— Start of INFORMATION GIVEN —

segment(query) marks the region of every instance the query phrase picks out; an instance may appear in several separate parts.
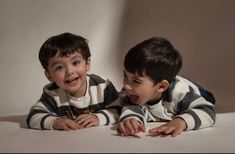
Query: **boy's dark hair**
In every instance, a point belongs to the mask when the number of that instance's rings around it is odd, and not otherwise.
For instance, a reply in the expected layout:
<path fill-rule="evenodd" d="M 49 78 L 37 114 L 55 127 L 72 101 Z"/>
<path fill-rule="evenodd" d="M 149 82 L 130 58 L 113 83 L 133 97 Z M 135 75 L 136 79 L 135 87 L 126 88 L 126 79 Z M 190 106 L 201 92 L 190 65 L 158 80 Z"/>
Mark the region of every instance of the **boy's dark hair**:
<path fill-rule="evenodd" d="M 171 83 L 182 66 L 182 56 L 172 44 L 161 37 L 147 39 L 125 56 L 124 67 L 128 72 L 149 76 L 154 83 L 167 80 Z"/>
<path fill-rule="evenodd" d="M 68 32 L 52 36 L 41 46 L 38 55 L 39 60 L 46 70 L 49 58 L 54 57 L 57 52 L 61 57 L 78 52 L 87 61 L 91 56 L 87 42 L 85 38 Z"/>

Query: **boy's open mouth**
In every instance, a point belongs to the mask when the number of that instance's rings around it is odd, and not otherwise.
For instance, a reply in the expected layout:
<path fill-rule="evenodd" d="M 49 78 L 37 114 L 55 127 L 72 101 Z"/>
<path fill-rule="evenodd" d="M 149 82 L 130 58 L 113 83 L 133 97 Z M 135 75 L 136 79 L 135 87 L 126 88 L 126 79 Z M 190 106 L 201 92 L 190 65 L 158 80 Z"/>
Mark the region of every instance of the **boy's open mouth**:
<path fill-rule="evenodd" d="M 73 79 L 69 79 L 69 80 L 65 80 L 65 83 L 67 84 L 72 84 L 74 82 L 76 82 L 78 80 L 79 77 L 73 78 Z"/>
<path fill-rule="evenodd" d="M 137 95 L 128 95 L 132 103 L 136 103 L 139 99 L 139 96 Z"/>

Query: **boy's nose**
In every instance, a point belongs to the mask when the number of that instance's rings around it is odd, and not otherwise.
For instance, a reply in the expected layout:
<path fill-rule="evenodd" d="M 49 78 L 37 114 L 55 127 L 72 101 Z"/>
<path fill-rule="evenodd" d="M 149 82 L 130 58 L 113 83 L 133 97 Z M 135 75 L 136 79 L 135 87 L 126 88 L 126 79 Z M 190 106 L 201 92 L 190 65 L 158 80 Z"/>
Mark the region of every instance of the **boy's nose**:
<path fill-rule="evenodd" d="M 128 83 L 124 83 L 124 89 L 130 90 L 131 86 Z"/>
<path fill-rule="evenodd" d="M 68 75 L 73 74 L 74 73 L 73 67 L 72 66 L 67 66 L 66 72 L 67 72 Z"/>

— End of INFORMATION GIVEN —

§ EXERCISE OBJECTIVE: Starting at the line with "Query: **boy's open mouth**", copy every line up to and including the last one in the entries above.

§ RESPONSE BELOW:
Query: **boy's open mouth**
In every instance, a point belongs to the mask when the number of that instance's rings around it is odd, and not otherwise.
For instance, a reply in the expected layout:
<path fill-rule="evenodd" d="M 49 78 L 37 114 L 55 127 L 72 101 Z"/>
<path fill-rule="evenodd" d="M 149 82 L 130 58 L 113 83 L 133 97 Z M 135 75 L 136 79 L 135 87 L 126 88 L 126 79 Z M 190 106 L 201 92 L 190 65 L 158 80 Z"/>
Mark the region of every instance of the **boy's open mouth**:
<path fill-rule="evenodd" d="M 73 79 L 69 79 L 69 80 L 65 80 L 65 83 L 67 84 L 72 84 L 74 82 L 76 82 L 78 80 L 79 77 L 73 78 Z"/>
<path fill-rule="evenodd" d="M 137 95 L 128 95 L 132 103 L 136 103 L 139 99 L 139 96 Z"/>

Query: **boy's nose**
In every instance, a point belongs to the mask when the number of that instance's rings around it is odd, and not otherwise.
For instance, a reply in the expected layout:
<path fill-rule="evenodd" d="M 49 78 L 37 114 L 55 127 L 72 101 Z"/>
<path fill-rule="evenodd" d="M 149 82 L 130 58 L 113 83 L 133 97 Z M 135 75 L 136 79 L 135 87 L 126 88 L 126 79 Z M 190 106 L 201 92 L 190 65 L 158 80 Z"/>
Mark the region of every instance of the **boy's nose**:
<path fill-rule="evenodd" d="M 128 83 L 124 83 L 124 89 L 130 90 L 131 86 Z"/>
<path fill-rule="evenodd" d="M 68 75 L 73 74 L 74 73 L 73 67 L 72 66 L 67 66 L 66 72 L 67 72 Z"/>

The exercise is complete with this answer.